| STATED GOAL |
Gather every row below that contains the string "glass", and copy each such row in full. The match is case-sensitive.

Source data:
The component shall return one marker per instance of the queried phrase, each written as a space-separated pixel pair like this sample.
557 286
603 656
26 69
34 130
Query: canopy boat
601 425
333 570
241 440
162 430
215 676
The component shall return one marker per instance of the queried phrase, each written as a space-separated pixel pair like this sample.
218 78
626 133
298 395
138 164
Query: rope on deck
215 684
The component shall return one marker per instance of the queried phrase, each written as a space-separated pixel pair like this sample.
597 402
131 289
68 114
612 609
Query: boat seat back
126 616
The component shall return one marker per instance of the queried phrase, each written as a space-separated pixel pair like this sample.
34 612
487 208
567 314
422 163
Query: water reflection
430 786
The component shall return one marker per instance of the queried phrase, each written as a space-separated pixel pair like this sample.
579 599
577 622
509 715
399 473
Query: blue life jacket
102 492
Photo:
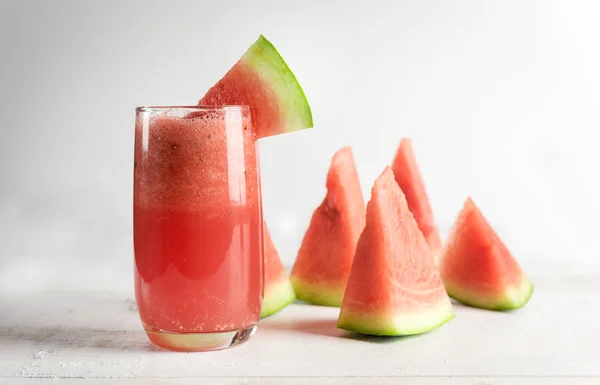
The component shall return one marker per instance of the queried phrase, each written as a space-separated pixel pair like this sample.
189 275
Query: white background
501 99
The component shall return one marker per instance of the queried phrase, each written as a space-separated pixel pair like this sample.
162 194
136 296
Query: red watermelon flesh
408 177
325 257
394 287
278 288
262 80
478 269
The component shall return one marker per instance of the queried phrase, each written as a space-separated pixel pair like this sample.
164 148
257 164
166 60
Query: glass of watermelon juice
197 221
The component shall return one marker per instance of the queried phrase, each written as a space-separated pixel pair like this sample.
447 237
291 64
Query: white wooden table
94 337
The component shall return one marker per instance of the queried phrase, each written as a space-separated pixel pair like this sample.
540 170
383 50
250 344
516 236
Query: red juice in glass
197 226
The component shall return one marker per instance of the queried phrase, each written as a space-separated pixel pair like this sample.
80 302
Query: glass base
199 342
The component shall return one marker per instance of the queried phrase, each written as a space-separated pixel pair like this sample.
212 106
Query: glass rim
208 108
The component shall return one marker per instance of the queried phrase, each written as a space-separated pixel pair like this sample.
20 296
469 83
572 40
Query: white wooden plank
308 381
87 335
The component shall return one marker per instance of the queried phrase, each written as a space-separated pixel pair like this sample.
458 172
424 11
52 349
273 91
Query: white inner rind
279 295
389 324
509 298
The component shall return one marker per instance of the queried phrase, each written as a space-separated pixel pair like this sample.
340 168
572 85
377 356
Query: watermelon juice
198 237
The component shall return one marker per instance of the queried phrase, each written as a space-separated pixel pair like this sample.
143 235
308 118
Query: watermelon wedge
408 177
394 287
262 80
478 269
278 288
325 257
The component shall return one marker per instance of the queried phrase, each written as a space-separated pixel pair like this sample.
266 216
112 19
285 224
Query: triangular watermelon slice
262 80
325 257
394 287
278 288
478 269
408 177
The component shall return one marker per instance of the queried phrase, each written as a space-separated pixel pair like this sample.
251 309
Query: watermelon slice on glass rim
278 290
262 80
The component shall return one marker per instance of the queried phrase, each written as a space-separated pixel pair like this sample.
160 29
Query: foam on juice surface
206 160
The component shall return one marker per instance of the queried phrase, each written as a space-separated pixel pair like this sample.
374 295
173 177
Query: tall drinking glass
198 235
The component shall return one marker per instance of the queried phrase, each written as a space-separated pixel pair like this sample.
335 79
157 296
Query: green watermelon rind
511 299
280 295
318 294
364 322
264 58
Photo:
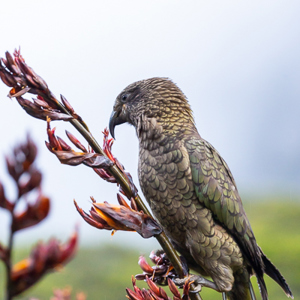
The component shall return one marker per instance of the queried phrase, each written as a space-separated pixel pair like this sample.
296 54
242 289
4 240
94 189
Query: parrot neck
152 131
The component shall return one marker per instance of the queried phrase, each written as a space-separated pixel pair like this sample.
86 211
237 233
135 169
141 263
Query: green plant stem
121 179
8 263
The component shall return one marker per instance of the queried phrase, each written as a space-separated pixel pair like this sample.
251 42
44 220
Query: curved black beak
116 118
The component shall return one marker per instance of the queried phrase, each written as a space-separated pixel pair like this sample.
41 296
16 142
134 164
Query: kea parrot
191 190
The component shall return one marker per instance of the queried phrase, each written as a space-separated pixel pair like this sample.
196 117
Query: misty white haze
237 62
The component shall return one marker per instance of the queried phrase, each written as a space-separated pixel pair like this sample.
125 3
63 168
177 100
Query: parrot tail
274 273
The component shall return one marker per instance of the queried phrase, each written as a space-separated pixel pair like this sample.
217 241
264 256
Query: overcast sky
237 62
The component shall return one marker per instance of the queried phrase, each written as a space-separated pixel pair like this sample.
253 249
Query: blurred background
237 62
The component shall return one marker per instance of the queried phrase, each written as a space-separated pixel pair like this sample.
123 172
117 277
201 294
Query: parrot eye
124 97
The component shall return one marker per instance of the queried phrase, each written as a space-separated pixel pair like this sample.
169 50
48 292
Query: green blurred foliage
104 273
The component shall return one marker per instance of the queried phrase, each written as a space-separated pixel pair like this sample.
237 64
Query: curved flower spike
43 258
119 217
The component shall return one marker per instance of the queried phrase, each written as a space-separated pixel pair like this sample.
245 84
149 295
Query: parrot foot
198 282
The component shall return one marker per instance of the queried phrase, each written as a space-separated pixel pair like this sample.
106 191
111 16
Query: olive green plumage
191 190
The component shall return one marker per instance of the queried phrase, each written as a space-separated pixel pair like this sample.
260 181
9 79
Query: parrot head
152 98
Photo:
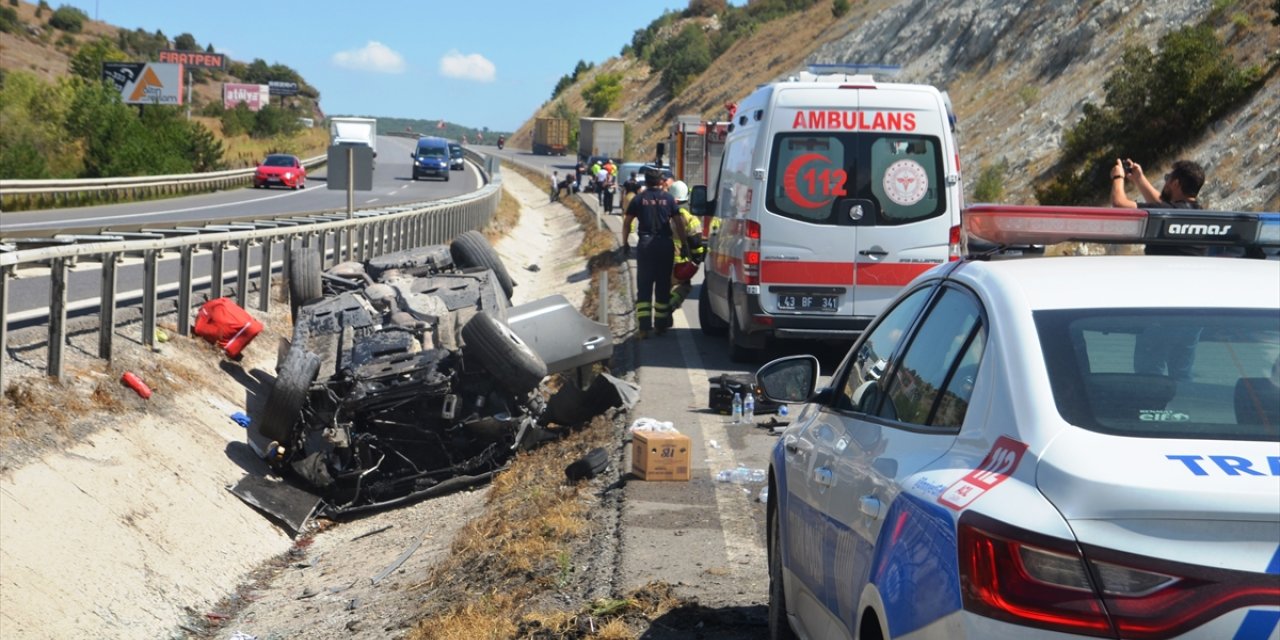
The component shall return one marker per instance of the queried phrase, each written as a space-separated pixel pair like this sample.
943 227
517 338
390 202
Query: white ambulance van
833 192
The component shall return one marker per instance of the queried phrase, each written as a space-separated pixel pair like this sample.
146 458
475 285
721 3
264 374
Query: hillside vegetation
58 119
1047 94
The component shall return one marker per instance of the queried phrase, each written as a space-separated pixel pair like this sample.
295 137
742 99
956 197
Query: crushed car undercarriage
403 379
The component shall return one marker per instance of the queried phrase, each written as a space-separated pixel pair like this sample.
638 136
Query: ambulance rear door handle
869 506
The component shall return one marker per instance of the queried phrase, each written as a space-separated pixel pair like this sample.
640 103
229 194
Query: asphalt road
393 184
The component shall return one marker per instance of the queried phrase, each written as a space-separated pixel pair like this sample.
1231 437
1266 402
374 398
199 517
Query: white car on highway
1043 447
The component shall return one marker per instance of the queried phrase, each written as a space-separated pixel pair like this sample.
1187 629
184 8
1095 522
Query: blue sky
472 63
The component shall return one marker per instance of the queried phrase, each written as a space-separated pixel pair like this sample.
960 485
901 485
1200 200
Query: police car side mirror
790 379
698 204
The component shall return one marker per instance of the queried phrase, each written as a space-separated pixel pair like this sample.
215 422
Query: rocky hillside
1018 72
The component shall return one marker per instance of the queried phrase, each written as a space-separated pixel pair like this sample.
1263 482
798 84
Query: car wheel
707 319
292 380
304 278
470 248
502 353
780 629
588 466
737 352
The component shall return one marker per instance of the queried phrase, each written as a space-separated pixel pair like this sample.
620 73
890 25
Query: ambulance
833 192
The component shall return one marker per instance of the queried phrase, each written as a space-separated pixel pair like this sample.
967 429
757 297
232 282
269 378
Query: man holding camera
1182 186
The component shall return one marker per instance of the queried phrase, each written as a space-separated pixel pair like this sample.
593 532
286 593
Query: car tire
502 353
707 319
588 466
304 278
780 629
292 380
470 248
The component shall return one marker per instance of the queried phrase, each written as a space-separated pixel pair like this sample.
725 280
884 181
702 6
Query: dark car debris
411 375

==

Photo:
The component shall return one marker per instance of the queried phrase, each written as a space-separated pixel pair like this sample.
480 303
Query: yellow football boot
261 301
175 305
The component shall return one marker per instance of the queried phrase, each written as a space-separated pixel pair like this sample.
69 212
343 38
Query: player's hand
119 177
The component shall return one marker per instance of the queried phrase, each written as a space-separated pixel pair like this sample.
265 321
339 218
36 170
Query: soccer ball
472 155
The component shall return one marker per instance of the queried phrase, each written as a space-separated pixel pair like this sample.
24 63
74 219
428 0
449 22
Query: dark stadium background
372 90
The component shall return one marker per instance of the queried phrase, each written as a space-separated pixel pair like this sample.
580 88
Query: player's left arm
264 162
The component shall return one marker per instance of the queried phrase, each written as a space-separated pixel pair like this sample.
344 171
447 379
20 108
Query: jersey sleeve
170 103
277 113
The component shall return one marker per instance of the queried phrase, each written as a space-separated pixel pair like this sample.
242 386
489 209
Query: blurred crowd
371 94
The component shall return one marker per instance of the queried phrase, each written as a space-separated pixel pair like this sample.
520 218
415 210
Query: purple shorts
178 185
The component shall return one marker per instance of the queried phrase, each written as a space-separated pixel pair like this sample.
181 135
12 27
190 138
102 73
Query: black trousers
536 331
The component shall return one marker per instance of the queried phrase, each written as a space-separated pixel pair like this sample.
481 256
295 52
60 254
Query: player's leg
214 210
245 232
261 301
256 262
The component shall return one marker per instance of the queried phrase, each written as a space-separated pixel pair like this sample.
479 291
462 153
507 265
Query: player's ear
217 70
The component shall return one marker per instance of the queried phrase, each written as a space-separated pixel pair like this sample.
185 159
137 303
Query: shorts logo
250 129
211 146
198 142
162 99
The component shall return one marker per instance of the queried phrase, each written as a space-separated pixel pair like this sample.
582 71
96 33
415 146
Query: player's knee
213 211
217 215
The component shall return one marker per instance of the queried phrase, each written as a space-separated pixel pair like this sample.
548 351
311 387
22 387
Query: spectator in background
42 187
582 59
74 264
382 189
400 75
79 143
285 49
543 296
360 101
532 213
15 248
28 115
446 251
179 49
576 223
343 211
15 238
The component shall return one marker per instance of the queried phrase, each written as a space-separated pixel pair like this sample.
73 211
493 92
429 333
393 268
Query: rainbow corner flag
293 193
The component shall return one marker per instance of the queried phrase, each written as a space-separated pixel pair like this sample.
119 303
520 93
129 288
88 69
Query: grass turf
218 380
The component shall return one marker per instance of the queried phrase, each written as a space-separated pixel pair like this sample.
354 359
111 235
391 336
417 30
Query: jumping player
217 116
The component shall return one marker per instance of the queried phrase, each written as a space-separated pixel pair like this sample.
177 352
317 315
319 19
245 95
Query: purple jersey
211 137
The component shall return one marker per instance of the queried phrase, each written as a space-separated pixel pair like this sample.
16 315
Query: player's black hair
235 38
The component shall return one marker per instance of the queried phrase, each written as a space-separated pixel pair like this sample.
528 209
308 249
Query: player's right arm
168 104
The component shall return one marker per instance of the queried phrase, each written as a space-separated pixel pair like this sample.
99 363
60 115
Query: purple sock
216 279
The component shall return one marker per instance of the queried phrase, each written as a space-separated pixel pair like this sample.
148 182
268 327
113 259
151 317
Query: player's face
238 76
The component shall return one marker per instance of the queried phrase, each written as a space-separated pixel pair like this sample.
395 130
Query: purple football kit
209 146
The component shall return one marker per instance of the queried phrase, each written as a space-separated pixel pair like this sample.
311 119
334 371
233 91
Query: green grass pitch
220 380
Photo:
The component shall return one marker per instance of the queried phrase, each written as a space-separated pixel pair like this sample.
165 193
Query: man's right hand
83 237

==

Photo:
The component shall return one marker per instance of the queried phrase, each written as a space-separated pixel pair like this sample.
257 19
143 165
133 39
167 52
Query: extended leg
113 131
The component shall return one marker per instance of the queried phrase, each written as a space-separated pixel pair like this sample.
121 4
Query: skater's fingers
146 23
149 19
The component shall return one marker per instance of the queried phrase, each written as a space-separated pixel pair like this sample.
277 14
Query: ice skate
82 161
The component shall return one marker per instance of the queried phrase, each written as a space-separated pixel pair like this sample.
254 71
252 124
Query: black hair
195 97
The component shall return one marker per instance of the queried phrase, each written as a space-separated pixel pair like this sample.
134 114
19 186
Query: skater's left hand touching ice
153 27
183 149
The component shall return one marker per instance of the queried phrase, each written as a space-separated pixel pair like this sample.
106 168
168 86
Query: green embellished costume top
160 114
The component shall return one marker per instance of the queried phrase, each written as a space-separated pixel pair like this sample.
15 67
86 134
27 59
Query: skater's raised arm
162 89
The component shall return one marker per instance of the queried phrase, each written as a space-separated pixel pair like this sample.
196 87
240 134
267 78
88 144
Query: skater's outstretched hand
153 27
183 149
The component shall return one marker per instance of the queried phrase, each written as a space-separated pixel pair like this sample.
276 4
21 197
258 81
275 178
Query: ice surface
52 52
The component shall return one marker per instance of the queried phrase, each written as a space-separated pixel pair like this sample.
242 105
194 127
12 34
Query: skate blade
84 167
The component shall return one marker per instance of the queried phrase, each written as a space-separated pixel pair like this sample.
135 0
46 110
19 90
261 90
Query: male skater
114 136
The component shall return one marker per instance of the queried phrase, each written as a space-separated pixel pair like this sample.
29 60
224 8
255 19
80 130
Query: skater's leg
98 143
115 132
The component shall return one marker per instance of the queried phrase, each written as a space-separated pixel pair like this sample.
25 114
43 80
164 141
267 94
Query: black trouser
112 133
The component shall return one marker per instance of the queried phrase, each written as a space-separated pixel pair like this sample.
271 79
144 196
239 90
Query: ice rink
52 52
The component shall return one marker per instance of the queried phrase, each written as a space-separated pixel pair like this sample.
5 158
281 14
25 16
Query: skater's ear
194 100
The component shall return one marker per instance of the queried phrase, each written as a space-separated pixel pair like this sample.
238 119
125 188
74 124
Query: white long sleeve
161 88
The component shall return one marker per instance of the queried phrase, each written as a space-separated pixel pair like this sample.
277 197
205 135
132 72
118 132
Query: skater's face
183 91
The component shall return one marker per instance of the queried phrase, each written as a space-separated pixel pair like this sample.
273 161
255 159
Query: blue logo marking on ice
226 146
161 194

| SOLUTION TO THIS TASK |
Query: glass of watermelon juice
Query: red juice in glass
Query: glass base
Query: glass rim
Query: watermelon slice on glass rim
Query: tall drinking glass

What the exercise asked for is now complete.